**EXCERPTED PASSAGE**
Content starts
Long before the success of his quintessential steakhouse chain, Hy Aisenstat tried his hand at various professions before opening the first Hy’s restaurant above a women’s clothing store in Calgary in 1955. By 1960, the family had expanded to Vancouver, where the iconic Hornby Street establishment recently celebrated its 60th anniversary.

For Hy, who came from a poor immigrant family and knew next to nothing about running a restaurant, launching the steakhouse was intended to simply be a means to an end. Neil Aisenstat, president and CEO of Hy’s and son of the restaurant tycoon, recalls that his father originally started the restaurant to pay for journalism school at the University of Chicago—little did Hy know that this side business would become his calling for the next three decades until his passing in 1988. 

To honour Hy’s incredible legacy, the Hy Aisenstat Memorial Scholarship was created at SFU through the generosity of his family, friends and colleagues. Since 1991, the scholarship has supported more than 100 people from the hospitality industry returning to school to pursue an SFU education. Spearheaded by close friends Sam Belzberg, who was instrumental in helping build the university’s downtown campus in Vancouver, and Ted Turton, the meaningful gift is a nod to Hy’s own journey of joining the hospitality workforce to finance his postsecondary education.
Content ends
**THINGS TO DO**
1 > Say whether each statement agrees with the passage on Hy Aisenstat, answering yes or no and quoting the deciding words of the passage: (a) The first Hy's restaurant opened in Vancouver. (b) Hy first started the restaurant to pay for journalism school. (c) The scholarship has supported more than 100 people since 1991.
2 > Please carry on the passage on Hy Aisenstat from its last sentence.
The records are separate material and have no connection to the passage on Hy Aisenstat.

**SUPPLIED MATERIAL**
Content starts
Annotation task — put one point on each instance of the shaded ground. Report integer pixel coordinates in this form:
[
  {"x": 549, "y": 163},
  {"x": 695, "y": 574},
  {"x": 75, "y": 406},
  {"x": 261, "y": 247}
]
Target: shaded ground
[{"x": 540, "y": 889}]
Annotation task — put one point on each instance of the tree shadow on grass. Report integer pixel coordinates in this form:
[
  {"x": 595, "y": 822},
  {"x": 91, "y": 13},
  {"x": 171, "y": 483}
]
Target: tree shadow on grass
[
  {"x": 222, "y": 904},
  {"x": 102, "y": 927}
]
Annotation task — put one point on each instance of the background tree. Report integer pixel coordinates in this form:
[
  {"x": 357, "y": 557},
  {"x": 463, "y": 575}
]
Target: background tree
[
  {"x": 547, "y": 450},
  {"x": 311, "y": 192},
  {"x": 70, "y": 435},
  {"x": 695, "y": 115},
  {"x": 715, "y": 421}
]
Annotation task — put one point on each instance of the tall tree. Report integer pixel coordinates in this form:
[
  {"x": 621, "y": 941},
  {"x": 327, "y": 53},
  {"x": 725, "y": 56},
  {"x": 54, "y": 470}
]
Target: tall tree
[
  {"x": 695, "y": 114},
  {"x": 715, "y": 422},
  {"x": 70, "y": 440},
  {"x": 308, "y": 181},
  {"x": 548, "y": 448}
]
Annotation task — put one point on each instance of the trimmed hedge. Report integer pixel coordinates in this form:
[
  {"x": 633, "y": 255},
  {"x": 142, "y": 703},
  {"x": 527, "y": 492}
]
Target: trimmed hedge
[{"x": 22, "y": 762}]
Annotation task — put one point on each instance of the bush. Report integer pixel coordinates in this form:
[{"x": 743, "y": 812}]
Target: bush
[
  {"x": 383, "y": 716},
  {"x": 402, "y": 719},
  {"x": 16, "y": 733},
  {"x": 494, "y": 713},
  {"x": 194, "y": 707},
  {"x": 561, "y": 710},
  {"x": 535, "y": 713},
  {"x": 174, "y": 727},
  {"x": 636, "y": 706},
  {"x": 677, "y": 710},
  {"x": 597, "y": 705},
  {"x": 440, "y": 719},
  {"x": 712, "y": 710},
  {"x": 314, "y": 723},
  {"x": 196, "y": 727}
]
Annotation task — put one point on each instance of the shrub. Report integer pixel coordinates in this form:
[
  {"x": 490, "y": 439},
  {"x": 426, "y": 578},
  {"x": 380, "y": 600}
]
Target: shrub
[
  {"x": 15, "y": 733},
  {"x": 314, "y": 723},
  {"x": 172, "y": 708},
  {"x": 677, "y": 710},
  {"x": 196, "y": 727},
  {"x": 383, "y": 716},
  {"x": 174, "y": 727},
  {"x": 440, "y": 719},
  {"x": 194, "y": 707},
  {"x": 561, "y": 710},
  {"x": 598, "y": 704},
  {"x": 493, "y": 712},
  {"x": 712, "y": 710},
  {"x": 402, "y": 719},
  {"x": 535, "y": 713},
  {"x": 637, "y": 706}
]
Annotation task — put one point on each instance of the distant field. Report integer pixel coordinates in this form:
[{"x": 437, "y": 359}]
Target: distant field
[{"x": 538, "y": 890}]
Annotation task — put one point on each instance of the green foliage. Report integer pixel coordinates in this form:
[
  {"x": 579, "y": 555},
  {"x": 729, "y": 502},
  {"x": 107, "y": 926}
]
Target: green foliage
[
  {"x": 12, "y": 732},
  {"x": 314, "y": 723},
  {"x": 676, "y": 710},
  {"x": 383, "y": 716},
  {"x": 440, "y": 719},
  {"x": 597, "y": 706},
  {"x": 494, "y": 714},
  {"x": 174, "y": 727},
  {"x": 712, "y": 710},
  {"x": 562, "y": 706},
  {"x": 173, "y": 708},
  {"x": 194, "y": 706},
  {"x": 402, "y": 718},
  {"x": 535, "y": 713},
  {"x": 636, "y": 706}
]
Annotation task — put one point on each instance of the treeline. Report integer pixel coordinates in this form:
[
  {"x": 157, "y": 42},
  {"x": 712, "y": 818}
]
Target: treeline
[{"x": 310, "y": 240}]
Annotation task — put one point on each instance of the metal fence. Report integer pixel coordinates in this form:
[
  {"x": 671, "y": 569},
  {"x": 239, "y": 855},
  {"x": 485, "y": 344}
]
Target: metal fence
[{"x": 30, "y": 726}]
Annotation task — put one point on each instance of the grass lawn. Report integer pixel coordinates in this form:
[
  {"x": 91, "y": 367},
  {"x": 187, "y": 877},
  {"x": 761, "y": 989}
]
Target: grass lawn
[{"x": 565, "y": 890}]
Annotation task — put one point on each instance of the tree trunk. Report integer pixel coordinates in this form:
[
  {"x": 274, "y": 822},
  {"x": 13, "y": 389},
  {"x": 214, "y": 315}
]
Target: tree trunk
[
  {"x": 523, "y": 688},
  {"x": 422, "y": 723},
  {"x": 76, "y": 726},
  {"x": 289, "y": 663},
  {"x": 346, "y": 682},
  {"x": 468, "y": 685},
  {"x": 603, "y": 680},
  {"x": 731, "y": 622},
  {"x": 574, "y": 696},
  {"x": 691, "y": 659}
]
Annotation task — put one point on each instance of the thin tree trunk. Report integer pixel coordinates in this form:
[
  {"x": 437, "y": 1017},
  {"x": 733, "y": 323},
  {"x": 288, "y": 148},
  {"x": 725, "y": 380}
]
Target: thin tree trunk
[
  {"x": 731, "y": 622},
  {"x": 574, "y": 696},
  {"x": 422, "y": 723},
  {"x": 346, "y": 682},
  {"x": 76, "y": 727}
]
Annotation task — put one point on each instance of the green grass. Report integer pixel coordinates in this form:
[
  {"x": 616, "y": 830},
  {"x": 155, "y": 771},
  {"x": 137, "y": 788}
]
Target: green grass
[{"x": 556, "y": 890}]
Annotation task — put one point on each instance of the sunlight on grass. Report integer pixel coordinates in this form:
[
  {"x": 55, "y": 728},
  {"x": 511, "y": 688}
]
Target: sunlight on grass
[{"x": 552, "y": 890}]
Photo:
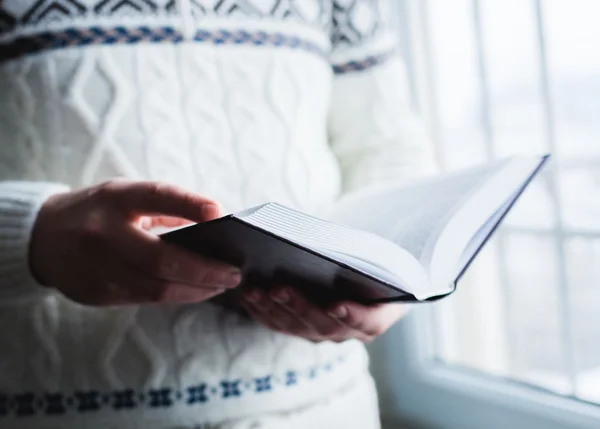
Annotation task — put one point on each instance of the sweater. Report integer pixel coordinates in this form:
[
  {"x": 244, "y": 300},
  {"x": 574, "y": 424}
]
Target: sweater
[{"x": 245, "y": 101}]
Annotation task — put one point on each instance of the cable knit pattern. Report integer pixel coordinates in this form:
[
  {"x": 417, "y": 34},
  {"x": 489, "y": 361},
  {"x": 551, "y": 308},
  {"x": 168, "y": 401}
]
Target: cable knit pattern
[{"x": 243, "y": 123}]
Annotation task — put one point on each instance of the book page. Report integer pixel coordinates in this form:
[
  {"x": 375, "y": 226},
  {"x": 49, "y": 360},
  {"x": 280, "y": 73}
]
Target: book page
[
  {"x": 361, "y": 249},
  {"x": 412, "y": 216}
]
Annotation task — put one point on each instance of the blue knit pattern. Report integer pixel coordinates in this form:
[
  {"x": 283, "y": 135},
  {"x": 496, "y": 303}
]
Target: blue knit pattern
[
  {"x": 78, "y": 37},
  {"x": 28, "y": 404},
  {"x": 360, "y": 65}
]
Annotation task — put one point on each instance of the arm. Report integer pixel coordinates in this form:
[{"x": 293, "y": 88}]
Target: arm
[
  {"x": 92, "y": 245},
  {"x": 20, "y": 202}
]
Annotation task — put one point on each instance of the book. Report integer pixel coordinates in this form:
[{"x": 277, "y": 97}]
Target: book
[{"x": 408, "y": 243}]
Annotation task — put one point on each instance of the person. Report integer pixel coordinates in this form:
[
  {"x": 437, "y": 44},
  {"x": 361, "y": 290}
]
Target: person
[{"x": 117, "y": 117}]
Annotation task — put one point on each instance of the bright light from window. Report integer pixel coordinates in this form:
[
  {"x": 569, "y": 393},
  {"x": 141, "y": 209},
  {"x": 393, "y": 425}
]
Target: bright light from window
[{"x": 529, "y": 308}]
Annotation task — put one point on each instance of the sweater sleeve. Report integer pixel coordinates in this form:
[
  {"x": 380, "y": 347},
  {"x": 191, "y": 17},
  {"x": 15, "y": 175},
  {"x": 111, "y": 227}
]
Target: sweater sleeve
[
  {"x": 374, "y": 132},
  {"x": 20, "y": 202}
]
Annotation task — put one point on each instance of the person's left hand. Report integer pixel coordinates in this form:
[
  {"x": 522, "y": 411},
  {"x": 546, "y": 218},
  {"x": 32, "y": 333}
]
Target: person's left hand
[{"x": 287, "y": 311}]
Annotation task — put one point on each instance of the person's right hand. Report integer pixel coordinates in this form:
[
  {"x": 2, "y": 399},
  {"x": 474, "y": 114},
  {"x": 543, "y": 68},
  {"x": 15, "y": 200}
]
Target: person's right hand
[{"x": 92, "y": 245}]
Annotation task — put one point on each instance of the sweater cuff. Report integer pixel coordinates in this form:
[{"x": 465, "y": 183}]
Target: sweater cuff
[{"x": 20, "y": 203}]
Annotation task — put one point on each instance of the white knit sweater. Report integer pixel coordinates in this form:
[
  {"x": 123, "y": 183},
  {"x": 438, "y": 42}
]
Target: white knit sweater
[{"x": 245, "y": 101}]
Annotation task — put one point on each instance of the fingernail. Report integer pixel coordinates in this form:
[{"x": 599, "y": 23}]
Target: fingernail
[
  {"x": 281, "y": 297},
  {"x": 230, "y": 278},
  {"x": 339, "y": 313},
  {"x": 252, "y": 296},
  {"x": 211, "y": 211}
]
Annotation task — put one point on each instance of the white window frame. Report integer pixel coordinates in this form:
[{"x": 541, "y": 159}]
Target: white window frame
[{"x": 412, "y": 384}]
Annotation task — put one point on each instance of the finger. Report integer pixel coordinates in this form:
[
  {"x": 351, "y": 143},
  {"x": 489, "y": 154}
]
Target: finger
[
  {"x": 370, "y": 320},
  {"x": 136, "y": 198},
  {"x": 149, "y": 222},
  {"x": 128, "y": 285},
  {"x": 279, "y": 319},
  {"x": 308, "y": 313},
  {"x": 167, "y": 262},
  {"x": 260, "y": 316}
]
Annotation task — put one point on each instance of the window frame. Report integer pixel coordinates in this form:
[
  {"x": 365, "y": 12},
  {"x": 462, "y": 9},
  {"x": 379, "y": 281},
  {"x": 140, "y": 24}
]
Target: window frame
Content ends
**RESPONSE LIST**
1 >
(a) No: "opening the first Hy’s restaurant above a women’s clothing store in Calgary in 1955"
(b) Yes: "his father originally started the restaurant to pay for journalism school at the University of Chicago"
(c) Yes: "Since 1991, the scholarship has supported more than 100 people from the hospitality industry returning to school to pursue an SFU education"

2 >
For Karlie Tessmer (BA ’20), who was a pastry chef for 10 years before shifting gears to pursue an undergraduate degree in sociology and anthropology at SFU, the scholarship was significant in alleviating stress around tuition. Karlie is now continuing her studies as a master’s student in sociology at the university, where she focuses on the impact of social housing during times of crisis. 

This scholarship was so rewarding given the many years I dedicated to the food and beverage industry. I love to bake; however, a life in academia has beaconed.

Another recipient, Talya Perla (BA ’22), worked as a server before and while completing her psychology degree, and now combines her passion for people and food in a talent acquisition role for a well-known restaurant group. While the scholarship supports an SFU student in any discipline, Neil notes that it’s especially gratifying to see talented people like Talya who help build the hospitality sector in different ways than they might have imagined. 

“The hospitality industry is a great place to meet amazing people and learn very valuable, transferrable skills,” says Talya. “It was inspiring to see a scholarship recognize hospitality workers specifically, as this is an often-overlooked sector in education.”

The Canadian hospitality industry has undoubtedly undergone major shifts over time, and the COVID-19 pandemic only posed new challenges. For Neil, this underlines the importance of investing in people through awards like the Hy Aisenstat Memorial Scholarship.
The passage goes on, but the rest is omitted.